WHAT YOU HAVE TO DO:
Extract the passage from the product management interview transcript, everything from "Cindy Alvarez: And I" down to "a better PM.", and copy it word for word.

*** DOCUMENT SECTION

Cindy Alvarez: And so a lot of times people are doing something that they say is okay but it’s not, or they say it’s terrible but their face is not … they’re still smiling, their shoulders are relaxed, they’re leaning back in their chair. It’s not terrible. Something is terrible. We need to fix the things that are terrible.

Eric Boduch: So let’s dig a little into product managers and their careers. What should product managers do for their careers? Or maybe phrase it another way. What are product managers not doing that they should be doing for their careers?

Cindy Alvarez: So product management is such an interesting thing because most products that most of us work on are not famous. Most of us are not working on Facebook or LinkedIn or an iPhone. And so when you are working on one of those products, there’s this sort of presumption of competence, of greatness, like, “Oh you worked on the iPhone? I love my iPhone.”

Cindy Alvarez: For the 98% of us who don’t work on one of those kinds of products, it’s hard for people outside your company to know how good you are. And if you’re a designer, you have a portfolio. If you’re a product manager, how do you actually prove to the world that you’re good and you’re smart? And I think the mistake, and I made this early in my career and I see other people make, is not always maintaining a portfolio of people outside your company who know that you’re smart and that you’re good, that you have these particular skills. And it’s basically actively managing your career.

Cindy Alvarez: You might be happy where you are today. Hopefully, you are for an ongoing amount of time. But it’s always good to have that sense of, “If my company’s shut down tomorrow, who are five people who would vouch that I’m a good hire?” And if you don’t have those, you should go out and get them. And it doesn’t mean you have to go moonlight, you have to go consult, but volunteer, give a talk somewhere, write a blog post. It’s always important to have that sense of people who will vouch for you.

Cindy Alvarez: And I find it’s also … forcing in that way makes you get outside the building and pick up new ideas and learn new things, meet new people, which just helps you be a better PM.

Eric Boduch: Yeah, absolutely. I think getting outside the building is important for lots of reasons.

Cindy Alvarez: Yeah.

Eric Boduch: You can develop some of those people that would vouch for you just by talking to customers.

******
*** RECORDED INFORMATION

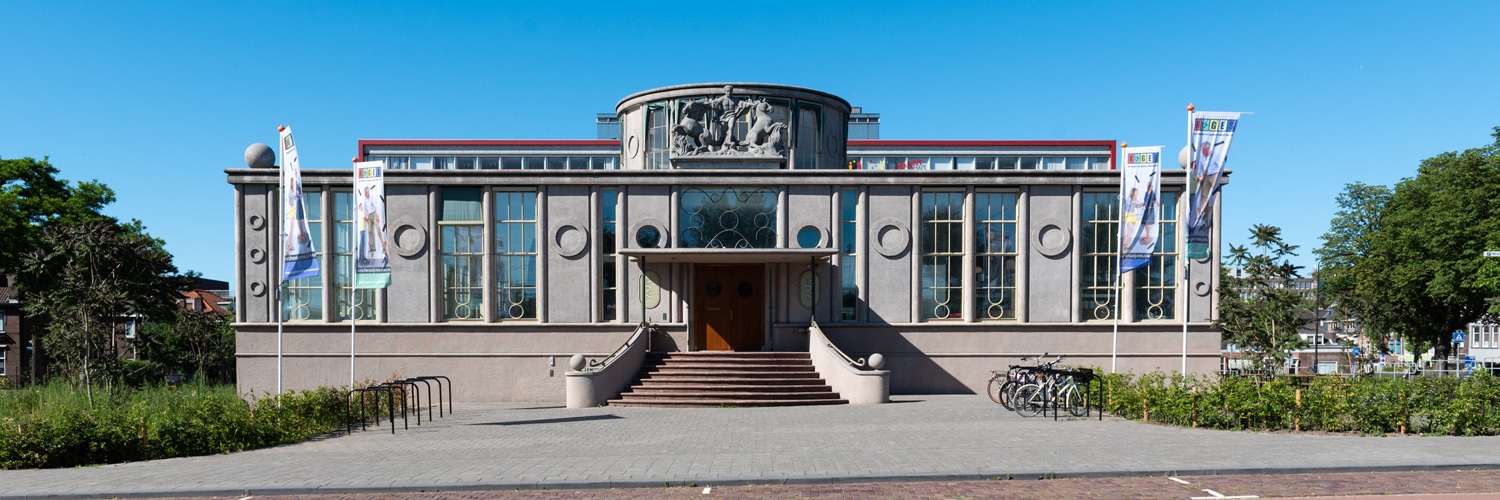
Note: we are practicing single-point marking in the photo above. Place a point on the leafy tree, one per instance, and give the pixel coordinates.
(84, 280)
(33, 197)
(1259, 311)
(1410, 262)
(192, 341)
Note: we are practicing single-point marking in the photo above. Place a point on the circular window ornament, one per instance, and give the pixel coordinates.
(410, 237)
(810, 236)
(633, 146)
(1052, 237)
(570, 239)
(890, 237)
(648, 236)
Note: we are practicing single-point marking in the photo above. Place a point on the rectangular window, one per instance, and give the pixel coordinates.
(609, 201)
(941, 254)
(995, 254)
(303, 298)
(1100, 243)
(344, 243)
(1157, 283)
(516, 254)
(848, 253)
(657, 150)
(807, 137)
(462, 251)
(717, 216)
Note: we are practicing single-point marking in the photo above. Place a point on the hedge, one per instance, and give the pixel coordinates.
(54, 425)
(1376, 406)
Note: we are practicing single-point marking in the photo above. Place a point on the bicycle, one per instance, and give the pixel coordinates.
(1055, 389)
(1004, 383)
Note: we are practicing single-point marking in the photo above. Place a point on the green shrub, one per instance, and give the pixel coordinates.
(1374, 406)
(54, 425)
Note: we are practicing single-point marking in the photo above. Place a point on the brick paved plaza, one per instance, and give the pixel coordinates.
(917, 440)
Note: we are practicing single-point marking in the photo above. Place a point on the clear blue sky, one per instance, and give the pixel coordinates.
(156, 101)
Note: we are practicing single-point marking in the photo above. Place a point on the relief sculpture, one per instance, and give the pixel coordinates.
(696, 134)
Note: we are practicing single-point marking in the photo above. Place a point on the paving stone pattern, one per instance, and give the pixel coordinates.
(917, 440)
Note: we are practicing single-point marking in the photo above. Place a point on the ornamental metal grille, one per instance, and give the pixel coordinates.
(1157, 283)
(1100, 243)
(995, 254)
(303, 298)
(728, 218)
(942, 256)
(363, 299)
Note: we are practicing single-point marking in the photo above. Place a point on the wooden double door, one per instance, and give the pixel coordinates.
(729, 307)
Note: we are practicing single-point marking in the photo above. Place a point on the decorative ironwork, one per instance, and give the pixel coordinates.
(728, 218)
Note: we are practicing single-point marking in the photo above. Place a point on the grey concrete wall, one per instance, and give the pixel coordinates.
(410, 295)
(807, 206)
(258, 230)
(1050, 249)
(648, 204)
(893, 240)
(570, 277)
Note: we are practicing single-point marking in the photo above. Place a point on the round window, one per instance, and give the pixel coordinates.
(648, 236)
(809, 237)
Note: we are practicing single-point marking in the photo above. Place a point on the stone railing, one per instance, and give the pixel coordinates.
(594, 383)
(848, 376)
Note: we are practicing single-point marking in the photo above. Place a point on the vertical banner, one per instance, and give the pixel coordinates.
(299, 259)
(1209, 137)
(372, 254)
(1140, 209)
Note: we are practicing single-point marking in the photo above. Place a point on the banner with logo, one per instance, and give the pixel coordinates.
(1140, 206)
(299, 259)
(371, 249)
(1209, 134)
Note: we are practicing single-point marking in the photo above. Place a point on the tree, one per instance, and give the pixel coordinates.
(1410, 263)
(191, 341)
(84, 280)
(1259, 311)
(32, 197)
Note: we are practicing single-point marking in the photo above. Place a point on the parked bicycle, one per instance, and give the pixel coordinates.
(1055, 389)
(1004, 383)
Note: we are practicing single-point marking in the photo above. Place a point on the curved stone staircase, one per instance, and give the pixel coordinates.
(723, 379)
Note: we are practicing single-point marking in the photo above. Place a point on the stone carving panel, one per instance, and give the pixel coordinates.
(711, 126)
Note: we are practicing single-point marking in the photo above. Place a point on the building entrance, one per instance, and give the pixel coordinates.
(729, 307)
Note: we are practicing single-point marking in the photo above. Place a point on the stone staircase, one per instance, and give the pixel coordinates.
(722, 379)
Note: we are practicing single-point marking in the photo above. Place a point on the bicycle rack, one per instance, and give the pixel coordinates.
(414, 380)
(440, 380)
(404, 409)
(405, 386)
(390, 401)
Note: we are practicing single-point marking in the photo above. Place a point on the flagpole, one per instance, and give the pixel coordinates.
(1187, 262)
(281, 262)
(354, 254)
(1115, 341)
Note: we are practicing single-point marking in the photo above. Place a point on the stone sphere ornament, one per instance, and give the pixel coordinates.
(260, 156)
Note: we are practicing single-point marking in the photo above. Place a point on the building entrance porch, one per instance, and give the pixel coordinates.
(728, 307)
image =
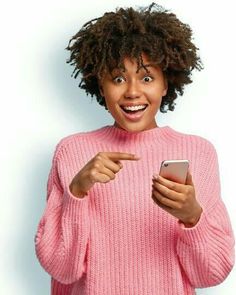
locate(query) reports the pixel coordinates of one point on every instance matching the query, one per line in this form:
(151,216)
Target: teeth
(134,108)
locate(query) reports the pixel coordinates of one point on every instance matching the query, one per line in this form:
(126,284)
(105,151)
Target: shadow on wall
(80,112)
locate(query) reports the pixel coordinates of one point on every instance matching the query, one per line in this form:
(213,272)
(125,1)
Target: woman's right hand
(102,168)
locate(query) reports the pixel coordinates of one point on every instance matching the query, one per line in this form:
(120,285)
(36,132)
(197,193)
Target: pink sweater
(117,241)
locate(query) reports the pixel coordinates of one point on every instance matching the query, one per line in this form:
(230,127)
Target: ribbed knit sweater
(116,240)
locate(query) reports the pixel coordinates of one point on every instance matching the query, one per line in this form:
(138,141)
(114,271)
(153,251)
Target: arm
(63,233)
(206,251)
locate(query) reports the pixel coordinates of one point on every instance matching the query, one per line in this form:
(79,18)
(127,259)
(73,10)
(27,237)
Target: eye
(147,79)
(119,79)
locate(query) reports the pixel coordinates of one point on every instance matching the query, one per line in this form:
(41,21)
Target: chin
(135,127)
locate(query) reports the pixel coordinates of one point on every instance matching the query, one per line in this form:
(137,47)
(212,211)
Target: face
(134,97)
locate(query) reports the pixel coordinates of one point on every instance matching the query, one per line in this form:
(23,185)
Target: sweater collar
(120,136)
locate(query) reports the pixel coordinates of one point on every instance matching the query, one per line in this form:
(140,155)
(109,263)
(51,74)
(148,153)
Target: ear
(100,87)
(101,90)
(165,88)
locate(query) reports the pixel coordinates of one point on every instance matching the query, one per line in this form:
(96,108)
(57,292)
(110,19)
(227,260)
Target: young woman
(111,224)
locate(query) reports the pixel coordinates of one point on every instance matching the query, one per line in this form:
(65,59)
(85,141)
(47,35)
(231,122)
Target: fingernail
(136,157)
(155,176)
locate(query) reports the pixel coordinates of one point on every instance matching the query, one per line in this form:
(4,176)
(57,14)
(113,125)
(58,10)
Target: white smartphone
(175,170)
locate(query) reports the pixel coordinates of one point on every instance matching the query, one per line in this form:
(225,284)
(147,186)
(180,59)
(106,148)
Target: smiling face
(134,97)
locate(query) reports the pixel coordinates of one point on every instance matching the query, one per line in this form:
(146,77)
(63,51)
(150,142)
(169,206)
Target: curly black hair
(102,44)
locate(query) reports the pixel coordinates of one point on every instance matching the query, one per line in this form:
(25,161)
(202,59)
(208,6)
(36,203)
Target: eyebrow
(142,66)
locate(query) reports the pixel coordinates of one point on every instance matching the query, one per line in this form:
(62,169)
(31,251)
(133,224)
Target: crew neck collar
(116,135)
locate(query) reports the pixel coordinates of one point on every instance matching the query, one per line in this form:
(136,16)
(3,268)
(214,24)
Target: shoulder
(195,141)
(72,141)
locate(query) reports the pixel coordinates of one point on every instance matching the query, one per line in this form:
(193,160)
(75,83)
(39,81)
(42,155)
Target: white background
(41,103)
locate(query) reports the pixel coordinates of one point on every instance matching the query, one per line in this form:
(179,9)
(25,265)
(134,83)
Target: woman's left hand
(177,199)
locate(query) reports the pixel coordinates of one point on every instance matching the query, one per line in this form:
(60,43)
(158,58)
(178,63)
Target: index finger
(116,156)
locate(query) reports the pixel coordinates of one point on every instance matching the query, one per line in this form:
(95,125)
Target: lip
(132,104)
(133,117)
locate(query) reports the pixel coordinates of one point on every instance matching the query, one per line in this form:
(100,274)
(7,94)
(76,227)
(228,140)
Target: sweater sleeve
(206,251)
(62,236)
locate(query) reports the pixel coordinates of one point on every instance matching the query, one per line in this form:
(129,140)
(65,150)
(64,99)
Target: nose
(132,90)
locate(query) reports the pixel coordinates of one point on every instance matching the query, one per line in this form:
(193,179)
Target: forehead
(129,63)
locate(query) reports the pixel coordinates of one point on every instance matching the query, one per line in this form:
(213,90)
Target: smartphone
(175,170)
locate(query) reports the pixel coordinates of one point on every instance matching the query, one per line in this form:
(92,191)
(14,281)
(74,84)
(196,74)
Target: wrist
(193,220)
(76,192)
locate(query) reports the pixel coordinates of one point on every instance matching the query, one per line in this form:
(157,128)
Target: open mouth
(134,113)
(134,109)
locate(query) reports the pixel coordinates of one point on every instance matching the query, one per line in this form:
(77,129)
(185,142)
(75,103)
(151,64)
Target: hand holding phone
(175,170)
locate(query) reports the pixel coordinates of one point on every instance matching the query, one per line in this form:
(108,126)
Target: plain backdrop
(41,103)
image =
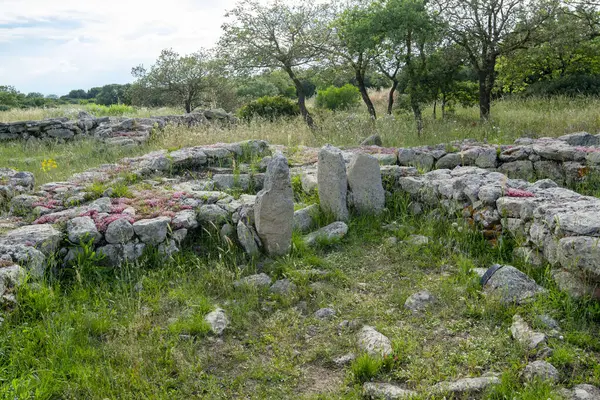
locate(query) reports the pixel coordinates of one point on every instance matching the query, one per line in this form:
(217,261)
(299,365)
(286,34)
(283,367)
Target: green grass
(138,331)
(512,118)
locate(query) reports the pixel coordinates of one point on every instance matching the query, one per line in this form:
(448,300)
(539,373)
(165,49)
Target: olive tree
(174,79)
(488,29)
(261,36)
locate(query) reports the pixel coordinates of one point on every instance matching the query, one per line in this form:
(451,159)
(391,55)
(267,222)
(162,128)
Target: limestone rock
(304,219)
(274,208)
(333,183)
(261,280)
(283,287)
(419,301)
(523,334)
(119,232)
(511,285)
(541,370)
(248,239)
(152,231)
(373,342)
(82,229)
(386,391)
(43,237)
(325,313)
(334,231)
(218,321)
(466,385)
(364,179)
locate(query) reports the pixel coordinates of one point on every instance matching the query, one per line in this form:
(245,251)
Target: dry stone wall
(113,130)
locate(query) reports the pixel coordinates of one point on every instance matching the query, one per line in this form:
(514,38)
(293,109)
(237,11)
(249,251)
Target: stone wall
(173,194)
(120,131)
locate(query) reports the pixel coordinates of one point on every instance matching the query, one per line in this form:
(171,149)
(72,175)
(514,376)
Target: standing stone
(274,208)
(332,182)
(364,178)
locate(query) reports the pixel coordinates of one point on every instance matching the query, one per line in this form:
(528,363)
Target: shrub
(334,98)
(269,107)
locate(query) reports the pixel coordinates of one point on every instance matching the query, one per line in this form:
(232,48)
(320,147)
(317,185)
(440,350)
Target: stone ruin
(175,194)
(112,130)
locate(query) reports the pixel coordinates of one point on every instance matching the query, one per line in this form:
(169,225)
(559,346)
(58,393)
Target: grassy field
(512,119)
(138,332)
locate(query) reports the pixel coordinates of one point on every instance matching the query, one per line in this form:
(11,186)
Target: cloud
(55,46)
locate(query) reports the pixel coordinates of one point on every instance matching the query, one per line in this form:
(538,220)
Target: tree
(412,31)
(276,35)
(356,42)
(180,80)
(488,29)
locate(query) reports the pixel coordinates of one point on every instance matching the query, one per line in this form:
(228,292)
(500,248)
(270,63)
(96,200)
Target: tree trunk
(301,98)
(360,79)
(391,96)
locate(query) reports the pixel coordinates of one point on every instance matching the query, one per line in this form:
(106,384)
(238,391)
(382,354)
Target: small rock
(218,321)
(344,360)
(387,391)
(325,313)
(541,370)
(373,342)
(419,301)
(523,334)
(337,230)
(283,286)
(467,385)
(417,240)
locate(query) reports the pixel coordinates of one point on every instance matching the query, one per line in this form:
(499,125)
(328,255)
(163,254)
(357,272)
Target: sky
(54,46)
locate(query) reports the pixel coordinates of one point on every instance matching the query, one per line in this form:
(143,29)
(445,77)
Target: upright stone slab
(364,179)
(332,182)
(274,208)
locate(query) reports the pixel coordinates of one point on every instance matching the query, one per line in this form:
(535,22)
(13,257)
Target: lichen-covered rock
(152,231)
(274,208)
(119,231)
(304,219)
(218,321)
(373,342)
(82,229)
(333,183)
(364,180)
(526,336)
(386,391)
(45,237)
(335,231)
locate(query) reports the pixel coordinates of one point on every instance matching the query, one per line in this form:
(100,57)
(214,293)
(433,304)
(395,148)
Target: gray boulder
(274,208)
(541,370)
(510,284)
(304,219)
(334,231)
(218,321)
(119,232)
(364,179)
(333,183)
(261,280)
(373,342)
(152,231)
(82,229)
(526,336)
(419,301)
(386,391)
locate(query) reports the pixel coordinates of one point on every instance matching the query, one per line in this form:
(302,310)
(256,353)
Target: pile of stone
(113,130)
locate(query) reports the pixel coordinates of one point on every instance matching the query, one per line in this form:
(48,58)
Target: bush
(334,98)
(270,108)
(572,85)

******

OUTPUT OF THE TASK:
Cindy Alvarez: And I find it’s also … forcing in that way makes you get outside the building and pick up new ideas and learn new things, meet new people, which just helps you be a better PM.